» PAGE

# Scanner en wifi depuis Brother DCP 750CW avec le bouton scan



## le20sur20 (21 Mars 2013)

Bonjour, sur mon imprimante Brother DCP 750 CW , j'ai un bouton "scan". Comme mon ordi est à l'autre bout de la maison, vous imaginer scanner 30 pages? 
Ce bouton scan me sauverait donc de nombreux allers retours. L'ennui est que quand je l'active, il semble reperer mon mac, en affichant son nom, je valide, puis sur l'ecran s'affiche "connexion pc"  assez longtemps, puis ça revient à l'écran sommaire.
Si je rappuie sur "scan"  il y a alors marqué "verif connexion".   Pourtant, juste après j'ai imprimé via wifi une image depuis mon ordi, la connexion est bien établie (et de toute façon la scanner repere bien mon ordi, puisqu'il affiche son nom).

Comme mon problème est très spécifique à cette imprimante, j'imagine que vous ne serez pas forcement en mesure de pouvoir me venir en aide, cependant pourrez-vous peut etre me conseiller sur les forums spécialisés où je pourrais trouver de l'aide, ou sites specialisés, ou coordonnées d'aide telephonique brother ou que sais-je.  Merci par avance en tout cas.


----------



## le20sur20 (22 Mars 2013)

des idées?


----------



## gmaa (22 Mars 2013)

» EXTRAIT DU LISTING
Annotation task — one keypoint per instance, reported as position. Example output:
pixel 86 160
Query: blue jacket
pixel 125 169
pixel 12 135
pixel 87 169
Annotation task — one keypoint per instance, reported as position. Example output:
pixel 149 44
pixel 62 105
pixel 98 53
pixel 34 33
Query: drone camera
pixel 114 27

» ÉNONCÉ
Donnez la suite de la discussion sur le scan en wifi avec la Brother DCP 750CW, après la dernière ligne affichée.

» CORRIGÉ
Bonjour,
Est-ce qu'en rapprochant l'imprimante (disons à côté) ça marche?

L'autre bout de la maison... cela fait loin?
Le wifi n'est pas un "passe-muraille" absolu.
Les ondes c'est parfois "vicieux"!


----------



## edd72 (23 Mars 2013)

En même temps, l'imprimante communique avec l'ordi via le routeur.

Un parefeu/sécurité quelconque ne bloquerait-il pas les tentatives de ta Brother de lancer l'application de scan qui va bien sur ton ordi?

(Le principe est bien celui-ci: l'imprimante multi-fonction réseau lance le logiciel/driver sur ton ordi pour effectuer l'acquisition à distance).


----------



## le20sur20 (23 Mars 2013)

gmaa a dit:


> Bonjour,
> Est-ce qu'en rapprochant l'imprimante (disons à côté) ça marche?
> 
> L'autre bout de la maison... cela fait loin?
> ...



Non puisqu'en impression ça marche parfaitement. Et il n'y a pas de murs qui les séparent.

---------- Nouveau message ajouté à 14h03 ---------- Le message précédent a été envoyé à 13h57 ----------




edd72 a dit:


> En même temps, l'imprimante communique avec l'ordi via le routeur.
> 
> Un parefeu/sécurité quelconque ne bloquerait-il pas les tentatives de ta Brother de lancer l'application de scan qui va bien sur ton ordi?
> 
> (Le principe est bien celui-ci: l'imprimante multi-fonction réseau lance le logiciel/driver sur ton ordi pour effectuer l'acquisition à distance).



En impression je n'ai aucun soucis. J'ai du mal à croire que ça puisse bloquer pour une des fonctions et pas pour une autre.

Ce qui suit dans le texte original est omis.